- [WHAT THE TASK REQUIRES] Reproduce the listing below word for word, leaving out the pictures.

- [EXERCISE INPUT]
▬▬▬
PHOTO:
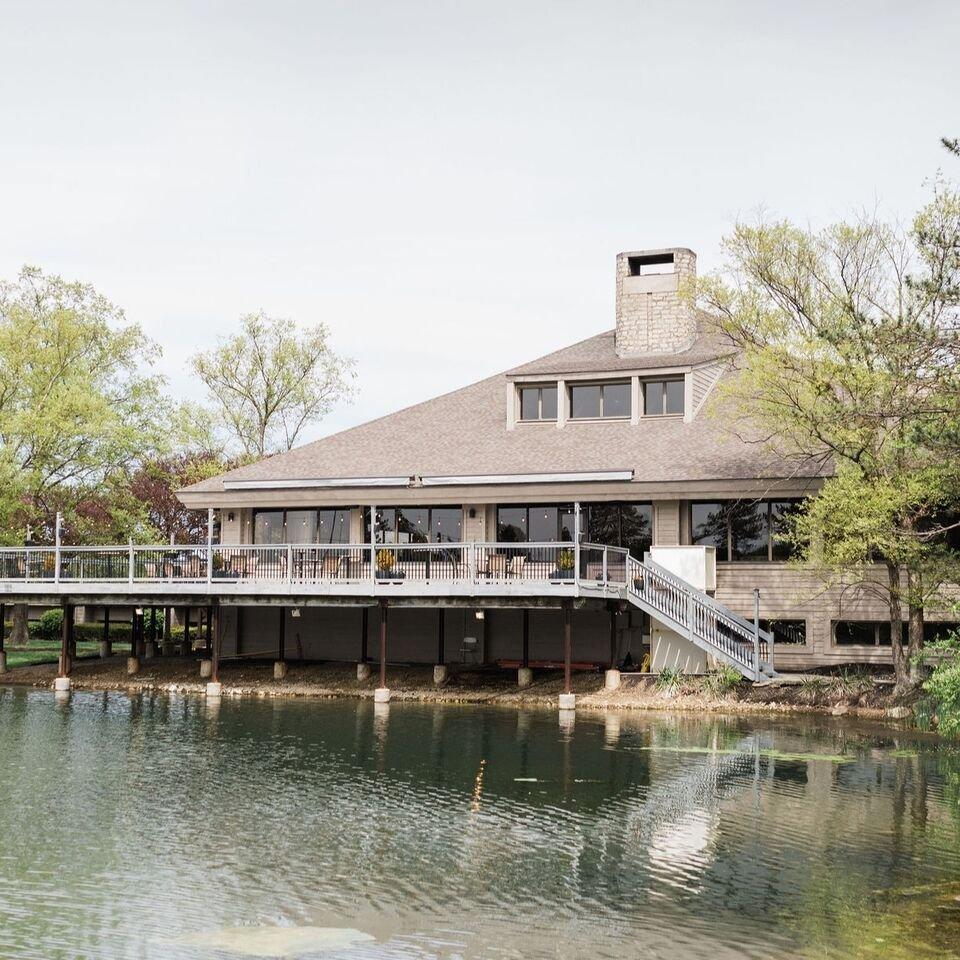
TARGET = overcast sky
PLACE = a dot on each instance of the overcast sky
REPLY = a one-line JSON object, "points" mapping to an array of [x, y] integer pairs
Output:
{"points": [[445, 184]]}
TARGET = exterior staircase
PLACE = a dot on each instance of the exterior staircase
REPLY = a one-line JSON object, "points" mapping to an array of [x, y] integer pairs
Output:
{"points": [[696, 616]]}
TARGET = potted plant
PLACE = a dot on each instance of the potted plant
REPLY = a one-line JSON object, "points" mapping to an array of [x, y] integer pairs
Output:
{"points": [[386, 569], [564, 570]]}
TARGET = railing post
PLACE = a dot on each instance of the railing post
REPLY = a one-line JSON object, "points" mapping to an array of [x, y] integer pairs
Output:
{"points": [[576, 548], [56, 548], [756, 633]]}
▬▬▬
- [RESPONSE TO THE TASK]
PHOTO:
TARGET = overcast sky
PLACE = a dot on each instance of the overcast sky
REPLY = a one-line JSON object, "points" mapping to an array of [x, y] integer pairs
Output:
{"points": [[445, 184]]}
TARGET = exterior staircase
PLACE = a dot on each instance of the exterior staircase
REPLY = a one-line JSON object, "points" mapping to an array of [x, y] integer pairs
Output:
{"points": [[696, 616]]}
TARGET = potted plant
PLACE = a dot on each instance of the potted plant
REPLY = a one-line JSON object, "points" mapping to an array of [x, y] integer pairs
Output:
{"points": [[386, 569], [564, 570]]}
TARGET = railing post
PLACE = a dot on each instance of the railing post
REPLY = a one-line JSON object, "points" mapping to an array of [x, y] integer pairs
Output:
{"points": [[576, 548], [56, 548], [756, 633]]}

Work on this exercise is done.